## What is required:
Scan the material below for the string "given", and copy every line where it shows up.
Start of The records
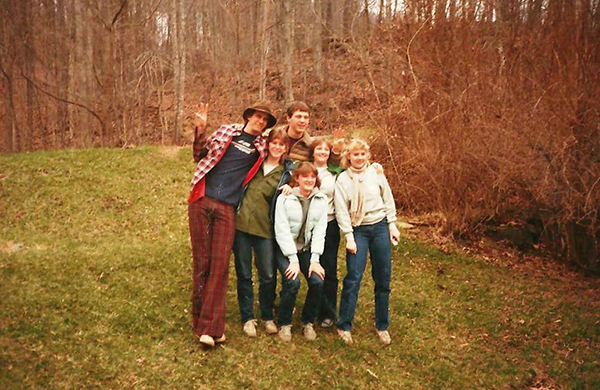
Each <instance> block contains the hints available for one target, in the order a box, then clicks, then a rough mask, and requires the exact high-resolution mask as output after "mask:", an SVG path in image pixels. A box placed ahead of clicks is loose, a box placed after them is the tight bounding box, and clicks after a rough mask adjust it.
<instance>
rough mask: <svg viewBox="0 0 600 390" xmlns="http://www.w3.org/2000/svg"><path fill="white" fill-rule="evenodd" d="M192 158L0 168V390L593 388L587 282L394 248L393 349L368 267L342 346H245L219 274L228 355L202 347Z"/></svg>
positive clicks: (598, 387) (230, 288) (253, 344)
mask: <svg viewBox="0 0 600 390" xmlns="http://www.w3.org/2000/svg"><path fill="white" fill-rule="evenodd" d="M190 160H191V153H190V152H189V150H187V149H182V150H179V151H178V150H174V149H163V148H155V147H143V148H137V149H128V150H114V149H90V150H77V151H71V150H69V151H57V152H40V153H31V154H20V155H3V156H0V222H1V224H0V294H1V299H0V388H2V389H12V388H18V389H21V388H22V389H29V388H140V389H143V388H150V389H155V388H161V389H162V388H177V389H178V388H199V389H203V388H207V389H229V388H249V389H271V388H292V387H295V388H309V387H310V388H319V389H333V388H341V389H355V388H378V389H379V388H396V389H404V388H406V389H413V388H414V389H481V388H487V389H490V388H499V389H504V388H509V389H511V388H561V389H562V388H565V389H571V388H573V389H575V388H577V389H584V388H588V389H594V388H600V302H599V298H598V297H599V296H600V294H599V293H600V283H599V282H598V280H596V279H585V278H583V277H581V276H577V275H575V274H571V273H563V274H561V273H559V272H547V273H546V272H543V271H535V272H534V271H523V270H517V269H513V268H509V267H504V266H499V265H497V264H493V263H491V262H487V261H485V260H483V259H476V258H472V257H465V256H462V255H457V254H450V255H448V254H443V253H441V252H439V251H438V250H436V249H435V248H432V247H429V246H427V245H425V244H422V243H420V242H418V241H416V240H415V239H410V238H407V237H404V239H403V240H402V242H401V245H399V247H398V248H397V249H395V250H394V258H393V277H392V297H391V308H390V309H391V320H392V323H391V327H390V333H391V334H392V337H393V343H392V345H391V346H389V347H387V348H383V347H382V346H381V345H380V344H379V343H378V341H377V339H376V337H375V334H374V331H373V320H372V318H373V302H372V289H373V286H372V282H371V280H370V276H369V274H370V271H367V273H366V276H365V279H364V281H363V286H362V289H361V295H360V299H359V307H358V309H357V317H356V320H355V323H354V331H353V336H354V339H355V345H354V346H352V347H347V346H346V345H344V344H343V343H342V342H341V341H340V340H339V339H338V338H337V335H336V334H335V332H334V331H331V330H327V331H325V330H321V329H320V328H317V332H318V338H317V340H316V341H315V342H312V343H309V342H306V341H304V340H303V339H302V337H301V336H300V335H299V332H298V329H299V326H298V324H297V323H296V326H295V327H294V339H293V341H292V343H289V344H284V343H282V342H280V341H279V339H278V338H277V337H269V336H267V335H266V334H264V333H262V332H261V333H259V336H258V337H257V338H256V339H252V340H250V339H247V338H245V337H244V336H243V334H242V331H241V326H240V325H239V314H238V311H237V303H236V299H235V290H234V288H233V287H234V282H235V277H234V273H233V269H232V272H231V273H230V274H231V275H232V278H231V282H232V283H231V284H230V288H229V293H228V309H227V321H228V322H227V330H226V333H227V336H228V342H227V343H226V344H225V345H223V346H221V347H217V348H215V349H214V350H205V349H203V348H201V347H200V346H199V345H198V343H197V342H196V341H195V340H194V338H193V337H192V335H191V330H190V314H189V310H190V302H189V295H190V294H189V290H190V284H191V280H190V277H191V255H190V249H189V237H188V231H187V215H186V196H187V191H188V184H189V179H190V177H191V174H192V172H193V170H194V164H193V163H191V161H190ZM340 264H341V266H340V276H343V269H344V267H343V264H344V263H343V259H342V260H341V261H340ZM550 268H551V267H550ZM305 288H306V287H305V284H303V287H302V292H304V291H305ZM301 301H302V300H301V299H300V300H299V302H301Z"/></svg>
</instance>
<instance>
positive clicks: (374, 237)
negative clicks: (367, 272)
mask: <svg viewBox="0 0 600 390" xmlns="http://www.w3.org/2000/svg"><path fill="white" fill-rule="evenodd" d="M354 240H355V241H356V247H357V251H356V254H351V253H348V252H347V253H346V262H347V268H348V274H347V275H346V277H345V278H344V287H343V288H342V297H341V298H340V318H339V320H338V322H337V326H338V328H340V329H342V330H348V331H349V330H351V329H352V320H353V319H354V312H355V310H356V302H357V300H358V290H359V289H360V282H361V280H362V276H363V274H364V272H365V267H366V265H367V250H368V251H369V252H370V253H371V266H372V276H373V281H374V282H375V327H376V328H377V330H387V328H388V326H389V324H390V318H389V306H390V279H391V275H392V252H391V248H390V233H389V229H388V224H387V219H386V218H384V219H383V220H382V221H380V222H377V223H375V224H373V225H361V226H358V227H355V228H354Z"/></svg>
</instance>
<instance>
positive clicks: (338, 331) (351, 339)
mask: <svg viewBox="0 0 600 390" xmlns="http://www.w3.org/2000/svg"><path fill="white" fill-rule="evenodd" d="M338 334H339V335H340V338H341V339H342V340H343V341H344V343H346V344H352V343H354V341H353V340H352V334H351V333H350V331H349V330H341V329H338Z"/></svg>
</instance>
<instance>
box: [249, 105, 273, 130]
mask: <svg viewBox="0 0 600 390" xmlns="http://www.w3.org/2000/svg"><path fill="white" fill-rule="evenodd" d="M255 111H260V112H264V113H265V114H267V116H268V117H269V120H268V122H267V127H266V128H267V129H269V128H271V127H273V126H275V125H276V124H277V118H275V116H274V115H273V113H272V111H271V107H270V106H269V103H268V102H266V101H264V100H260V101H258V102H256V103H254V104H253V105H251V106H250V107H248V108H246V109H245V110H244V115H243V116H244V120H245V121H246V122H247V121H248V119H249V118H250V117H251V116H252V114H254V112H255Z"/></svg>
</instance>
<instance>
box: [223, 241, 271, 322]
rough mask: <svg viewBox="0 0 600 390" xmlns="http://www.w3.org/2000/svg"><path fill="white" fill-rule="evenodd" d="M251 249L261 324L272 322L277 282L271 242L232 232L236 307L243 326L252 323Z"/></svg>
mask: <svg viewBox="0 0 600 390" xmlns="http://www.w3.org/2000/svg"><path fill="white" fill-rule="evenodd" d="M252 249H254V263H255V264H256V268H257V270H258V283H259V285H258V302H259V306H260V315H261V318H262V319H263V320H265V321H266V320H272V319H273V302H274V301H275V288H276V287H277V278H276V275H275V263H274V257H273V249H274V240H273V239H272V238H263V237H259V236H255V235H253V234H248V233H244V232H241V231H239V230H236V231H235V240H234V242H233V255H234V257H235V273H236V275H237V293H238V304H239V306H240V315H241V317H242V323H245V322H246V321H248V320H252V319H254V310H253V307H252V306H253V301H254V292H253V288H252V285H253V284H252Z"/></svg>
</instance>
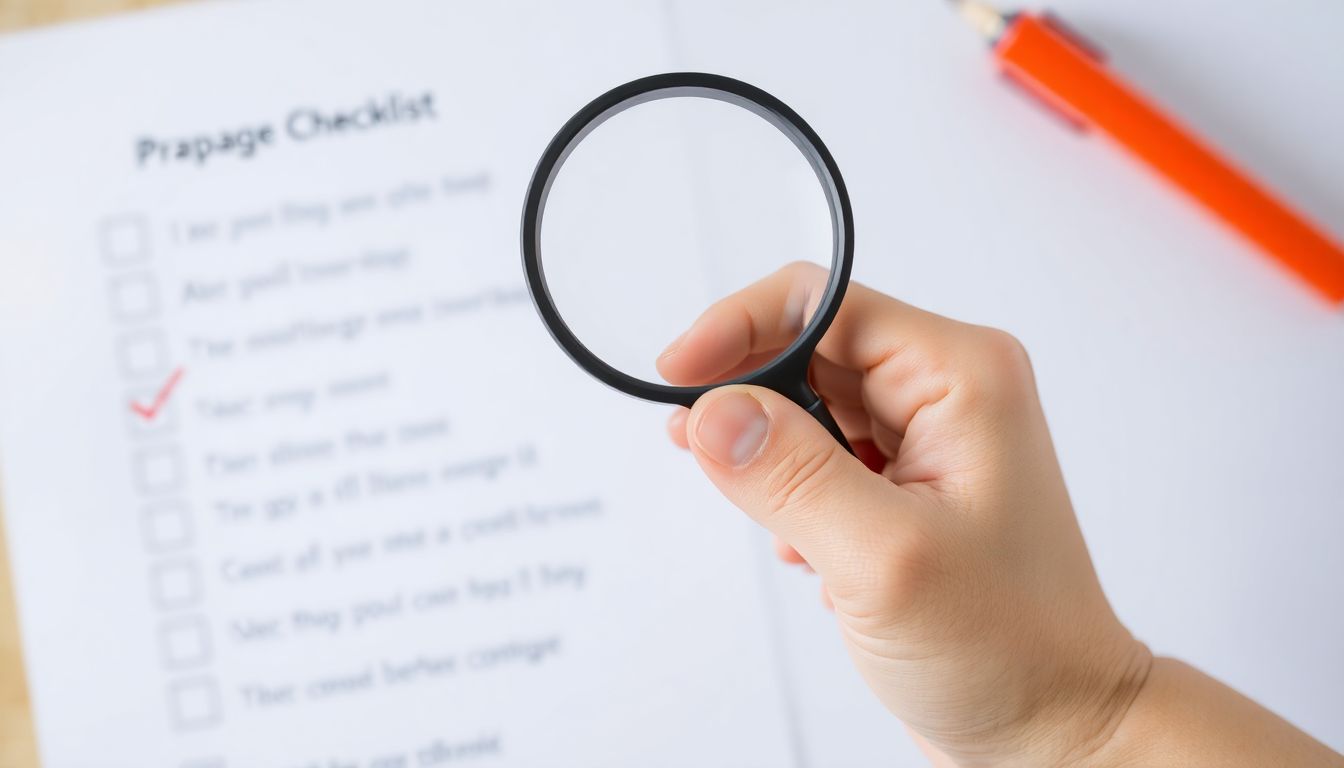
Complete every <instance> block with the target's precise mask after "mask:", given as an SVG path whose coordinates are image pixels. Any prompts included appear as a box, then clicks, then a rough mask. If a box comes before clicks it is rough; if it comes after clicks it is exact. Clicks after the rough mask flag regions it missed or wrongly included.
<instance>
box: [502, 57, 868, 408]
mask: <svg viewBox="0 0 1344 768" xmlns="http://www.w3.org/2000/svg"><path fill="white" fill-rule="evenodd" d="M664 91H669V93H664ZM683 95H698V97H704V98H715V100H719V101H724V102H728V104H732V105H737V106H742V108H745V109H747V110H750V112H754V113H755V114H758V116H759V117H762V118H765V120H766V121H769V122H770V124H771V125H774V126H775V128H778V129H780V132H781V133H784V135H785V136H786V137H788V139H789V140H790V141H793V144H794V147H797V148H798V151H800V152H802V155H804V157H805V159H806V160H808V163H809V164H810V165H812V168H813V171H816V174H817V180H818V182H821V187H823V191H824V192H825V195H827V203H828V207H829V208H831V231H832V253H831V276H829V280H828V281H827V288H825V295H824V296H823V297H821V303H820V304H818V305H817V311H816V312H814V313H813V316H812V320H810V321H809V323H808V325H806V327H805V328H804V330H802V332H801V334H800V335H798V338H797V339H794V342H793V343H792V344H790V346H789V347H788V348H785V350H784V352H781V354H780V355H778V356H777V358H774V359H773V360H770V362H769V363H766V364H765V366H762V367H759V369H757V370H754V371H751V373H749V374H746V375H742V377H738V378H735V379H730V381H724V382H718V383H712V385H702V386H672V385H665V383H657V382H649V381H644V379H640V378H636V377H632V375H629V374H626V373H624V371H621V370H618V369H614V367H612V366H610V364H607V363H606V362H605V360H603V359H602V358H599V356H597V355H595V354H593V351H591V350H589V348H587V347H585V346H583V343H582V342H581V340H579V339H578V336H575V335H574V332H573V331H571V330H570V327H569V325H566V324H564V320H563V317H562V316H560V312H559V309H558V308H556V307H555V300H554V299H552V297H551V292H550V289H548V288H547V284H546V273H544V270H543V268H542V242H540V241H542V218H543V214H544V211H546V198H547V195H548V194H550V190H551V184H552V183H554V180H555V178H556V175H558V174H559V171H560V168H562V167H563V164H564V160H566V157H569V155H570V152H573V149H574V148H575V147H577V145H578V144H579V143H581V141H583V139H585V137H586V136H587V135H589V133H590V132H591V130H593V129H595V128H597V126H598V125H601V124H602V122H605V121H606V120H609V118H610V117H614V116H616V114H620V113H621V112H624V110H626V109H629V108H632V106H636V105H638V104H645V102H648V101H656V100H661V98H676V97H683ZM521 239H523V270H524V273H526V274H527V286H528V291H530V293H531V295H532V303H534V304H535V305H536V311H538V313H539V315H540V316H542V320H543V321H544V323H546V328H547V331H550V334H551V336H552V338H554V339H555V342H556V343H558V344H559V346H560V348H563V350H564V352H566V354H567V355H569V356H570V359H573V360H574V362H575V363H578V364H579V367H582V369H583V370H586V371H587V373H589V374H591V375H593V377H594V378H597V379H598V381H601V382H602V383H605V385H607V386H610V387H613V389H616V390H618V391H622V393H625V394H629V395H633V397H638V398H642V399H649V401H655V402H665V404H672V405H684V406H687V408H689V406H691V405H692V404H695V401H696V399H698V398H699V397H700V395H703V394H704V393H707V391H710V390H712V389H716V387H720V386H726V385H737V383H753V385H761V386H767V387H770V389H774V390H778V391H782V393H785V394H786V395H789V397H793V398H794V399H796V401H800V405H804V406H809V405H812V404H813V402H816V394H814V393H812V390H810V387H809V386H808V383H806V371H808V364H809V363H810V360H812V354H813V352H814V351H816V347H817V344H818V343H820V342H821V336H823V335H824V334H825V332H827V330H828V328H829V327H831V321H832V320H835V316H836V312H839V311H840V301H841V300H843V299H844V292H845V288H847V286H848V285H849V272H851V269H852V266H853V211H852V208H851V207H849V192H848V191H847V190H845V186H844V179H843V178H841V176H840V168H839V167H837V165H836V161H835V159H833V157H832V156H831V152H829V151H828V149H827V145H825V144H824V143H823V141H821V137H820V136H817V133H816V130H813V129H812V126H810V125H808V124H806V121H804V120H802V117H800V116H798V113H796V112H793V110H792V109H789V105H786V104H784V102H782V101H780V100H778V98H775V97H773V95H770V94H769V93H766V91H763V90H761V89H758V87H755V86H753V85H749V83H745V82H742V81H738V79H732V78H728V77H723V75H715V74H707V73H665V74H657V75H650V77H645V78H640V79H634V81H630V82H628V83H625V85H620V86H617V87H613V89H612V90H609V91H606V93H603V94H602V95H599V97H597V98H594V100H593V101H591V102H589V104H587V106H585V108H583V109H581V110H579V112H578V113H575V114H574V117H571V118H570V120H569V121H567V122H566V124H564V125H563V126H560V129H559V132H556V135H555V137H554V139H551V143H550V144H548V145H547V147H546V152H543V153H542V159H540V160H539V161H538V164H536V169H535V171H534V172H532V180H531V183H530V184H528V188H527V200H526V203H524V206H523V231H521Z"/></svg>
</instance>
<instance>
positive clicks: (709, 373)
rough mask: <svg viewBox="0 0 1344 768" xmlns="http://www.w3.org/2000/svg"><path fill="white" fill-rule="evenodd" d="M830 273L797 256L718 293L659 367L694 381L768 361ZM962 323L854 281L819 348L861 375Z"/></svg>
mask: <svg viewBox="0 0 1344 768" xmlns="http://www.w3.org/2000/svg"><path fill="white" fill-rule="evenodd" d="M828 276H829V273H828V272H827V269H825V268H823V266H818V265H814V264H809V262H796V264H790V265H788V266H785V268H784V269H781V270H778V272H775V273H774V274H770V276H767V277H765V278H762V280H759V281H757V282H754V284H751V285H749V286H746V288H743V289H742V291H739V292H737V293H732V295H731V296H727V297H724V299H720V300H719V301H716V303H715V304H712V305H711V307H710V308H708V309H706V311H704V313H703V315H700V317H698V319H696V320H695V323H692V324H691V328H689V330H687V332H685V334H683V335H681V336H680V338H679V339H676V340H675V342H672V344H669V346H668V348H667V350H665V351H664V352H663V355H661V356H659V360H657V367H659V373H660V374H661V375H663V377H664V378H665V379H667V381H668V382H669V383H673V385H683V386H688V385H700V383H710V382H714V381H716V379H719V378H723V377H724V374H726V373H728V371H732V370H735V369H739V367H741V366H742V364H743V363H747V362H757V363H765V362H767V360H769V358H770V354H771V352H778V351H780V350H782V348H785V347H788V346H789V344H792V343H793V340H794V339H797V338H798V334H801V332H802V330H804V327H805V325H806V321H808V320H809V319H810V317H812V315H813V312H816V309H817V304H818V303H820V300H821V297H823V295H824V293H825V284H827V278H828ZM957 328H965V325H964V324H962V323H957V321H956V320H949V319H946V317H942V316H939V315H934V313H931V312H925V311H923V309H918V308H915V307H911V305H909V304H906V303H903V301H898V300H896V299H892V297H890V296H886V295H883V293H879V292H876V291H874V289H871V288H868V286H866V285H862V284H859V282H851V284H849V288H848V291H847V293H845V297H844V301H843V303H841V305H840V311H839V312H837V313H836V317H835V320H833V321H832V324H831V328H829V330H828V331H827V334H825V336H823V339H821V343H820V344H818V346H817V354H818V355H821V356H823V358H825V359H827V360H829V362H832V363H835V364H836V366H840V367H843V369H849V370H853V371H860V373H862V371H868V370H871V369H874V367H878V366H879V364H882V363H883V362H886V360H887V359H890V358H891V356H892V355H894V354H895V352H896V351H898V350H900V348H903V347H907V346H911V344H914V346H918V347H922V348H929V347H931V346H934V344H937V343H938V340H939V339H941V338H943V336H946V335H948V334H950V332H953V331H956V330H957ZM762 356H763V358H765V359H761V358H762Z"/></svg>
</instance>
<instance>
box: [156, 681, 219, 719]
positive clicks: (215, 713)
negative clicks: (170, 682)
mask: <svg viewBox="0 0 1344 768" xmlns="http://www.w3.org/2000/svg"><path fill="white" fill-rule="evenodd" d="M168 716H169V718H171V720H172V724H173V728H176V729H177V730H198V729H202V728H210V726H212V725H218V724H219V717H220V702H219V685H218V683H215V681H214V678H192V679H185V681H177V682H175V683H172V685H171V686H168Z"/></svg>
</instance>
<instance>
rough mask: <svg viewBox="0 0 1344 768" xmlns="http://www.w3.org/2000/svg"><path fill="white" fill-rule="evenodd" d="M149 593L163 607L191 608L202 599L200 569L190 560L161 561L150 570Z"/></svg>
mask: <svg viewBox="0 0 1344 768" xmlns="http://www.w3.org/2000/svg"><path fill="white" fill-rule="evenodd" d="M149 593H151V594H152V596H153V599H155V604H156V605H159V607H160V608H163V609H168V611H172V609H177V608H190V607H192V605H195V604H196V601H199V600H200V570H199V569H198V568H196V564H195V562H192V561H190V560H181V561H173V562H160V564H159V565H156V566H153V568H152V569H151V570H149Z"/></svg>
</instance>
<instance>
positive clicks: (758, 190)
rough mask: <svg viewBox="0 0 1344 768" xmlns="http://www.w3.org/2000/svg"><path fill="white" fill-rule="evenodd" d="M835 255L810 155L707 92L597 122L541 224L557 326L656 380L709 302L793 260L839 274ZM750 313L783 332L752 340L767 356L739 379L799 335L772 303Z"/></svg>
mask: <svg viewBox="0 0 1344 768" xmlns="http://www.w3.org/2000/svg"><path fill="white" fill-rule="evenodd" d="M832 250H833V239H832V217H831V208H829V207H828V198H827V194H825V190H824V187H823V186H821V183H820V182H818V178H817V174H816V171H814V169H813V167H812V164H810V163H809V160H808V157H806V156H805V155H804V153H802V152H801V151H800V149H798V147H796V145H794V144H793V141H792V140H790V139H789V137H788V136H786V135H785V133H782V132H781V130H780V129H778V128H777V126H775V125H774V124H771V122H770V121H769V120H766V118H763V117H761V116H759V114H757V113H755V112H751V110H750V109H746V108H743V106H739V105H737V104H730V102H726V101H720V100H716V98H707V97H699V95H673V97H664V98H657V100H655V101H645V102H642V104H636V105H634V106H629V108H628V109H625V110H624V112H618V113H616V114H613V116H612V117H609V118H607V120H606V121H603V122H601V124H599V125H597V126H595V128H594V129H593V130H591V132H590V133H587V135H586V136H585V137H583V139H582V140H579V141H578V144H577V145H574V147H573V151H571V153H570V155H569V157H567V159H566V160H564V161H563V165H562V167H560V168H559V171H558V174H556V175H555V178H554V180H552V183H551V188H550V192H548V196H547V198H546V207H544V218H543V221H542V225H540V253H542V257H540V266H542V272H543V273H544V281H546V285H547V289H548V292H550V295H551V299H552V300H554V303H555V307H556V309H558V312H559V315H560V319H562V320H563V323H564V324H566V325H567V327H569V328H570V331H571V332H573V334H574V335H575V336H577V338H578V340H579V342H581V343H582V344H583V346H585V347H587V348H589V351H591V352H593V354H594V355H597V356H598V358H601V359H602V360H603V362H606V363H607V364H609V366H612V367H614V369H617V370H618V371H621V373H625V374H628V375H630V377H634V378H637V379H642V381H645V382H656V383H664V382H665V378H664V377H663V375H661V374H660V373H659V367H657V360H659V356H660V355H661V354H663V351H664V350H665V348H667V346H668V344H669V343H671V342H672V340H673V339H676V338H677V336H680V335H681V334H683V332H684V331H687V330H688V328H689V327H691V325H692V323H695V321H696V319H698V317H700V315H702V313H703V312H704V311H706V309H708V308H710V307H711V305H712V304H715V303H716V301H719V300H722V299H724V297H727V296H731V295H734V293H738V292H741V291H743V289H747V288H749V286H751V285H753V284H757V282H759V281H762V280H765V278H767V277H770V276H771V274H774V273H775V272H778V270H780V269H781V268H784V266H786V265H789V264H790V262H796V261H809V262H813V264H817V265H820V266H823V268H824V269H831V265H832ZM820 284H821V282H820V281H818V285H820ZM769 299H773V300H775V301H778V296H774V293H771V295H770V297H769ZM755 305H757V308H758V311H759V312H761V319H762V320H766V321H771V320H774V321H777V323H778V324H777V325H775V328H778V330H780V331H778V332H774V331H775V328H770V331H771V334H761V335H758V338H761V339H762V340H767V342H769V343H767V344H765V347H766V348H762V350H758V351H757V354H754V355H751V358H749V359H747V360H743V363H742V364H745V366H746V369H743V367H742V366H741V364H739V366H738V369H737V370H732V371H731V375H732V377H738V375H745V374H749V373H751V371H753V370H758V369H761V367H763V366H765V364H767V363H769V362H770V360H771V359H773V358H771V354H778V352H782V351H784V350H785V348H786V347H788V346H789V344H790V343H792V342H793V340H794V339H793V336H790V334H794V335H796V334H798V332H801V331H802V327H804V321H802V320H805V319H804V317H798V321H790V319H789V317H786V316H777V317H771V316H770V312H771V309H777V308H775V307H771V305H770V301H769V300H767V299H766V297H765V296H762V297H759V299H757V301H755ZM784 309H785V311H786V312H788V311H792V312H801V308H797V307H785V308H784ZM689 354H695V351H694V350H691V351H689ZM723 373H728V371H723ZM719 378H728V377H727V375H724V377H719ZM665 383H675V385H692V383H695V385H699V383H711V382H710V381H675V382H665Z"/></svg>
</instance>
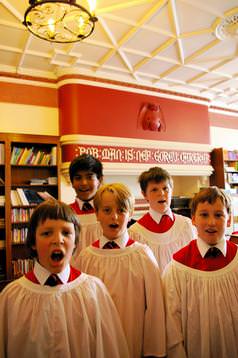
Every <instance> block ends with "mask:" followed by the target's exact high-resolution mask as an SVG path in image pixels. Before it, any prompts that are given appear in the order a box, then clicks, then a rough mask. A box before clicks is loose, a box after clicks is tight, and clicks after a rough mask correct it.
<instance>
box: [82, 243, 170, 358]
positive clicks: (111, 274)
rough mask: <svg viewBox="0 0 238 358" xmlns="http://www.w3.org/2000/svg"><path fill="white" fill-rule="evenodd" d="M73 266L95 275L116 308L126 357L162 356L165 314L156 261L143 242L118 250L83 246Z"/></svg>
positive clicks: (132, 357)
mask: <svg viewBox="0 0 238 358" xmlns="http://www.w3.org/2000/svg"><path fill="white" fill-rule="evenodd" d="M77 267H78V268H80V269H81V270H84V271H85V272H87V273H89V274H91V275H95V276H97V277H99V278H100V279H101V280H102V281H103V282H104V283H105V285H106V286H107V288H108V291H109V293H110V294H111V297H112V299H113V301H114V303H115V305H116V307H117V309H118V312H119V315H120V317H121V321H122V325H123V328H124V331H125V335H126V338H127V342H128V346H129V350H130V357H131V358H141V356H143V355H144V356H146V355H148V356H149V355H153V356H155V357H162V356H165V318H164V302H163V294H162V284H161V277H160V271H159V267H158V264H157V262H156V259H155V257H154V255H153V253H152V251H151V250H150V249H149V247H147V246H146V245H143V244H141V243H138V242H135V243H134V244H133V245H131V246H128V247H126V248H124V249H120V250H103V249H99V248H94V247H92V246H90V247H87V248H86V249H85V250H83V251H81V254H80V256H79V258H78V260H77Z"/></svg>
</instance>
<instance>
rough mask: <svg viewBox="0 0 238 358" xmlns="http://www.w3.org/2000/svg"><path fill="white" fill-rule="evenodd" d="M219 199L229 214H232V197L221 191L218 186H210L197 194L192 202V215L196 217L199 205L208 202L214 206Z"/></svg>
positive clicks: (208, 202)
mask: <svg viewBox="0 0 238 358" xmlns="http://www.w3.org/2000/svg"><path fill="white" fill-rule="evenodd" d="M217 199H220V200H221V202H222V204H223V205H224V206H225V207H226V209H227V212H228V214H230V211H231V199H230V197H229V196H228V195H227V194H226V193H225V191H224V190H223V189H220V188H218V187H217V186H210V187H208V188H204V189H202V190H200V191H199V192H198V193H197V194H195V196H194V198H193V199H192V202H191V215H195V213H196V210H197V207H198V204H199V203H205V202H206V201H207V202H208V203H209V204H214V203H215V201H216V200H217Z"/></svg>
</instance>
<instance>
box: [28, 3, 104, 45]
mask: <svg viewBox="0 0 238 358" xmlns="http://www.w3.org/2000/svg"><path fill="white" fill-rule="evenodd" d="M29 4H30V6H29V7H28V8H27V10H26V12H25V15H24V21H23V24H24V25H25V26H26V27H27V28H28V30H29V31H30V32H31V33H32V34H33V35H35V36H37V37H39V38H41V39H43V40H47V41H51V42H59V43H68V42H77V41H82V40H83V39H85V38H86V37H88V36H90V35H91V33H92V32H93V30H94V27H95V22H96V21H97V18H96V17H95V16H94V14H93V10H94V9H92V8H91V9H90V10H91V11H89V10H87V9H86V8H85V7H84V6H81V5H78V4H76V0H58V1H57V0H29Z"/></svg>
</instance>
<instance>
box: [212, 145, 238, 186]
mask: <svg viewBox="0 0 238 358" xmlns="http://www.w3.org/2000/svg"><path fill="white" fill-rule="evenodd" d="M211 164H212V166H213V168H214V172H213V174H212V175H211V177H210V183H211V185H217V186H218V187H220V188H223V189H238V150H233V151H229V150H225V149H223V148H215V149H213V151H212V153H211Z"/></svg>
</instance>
End of The records
## Response box:
Complete every <instance> block with the target's precise mask after "mask:", given as an SVG path whose coordinates are image pixels. Any prompts included appear as a box, then clicks, then a rough mask. If a box comes before clicks it is rough; if it comes after clicks it is exact. Clicks after the rough mask flag regions it missed or wrongly included.
Every <instance> block ends with "mask:" followed by the target's exact high-resolution mask as an SVG path in image pixels. Before it, any prompts that are given appear in the order a box, then clicks, then a rough mask. A box before clicks is loose, a box after clicks is tight, and clicks after a rough mask correct it.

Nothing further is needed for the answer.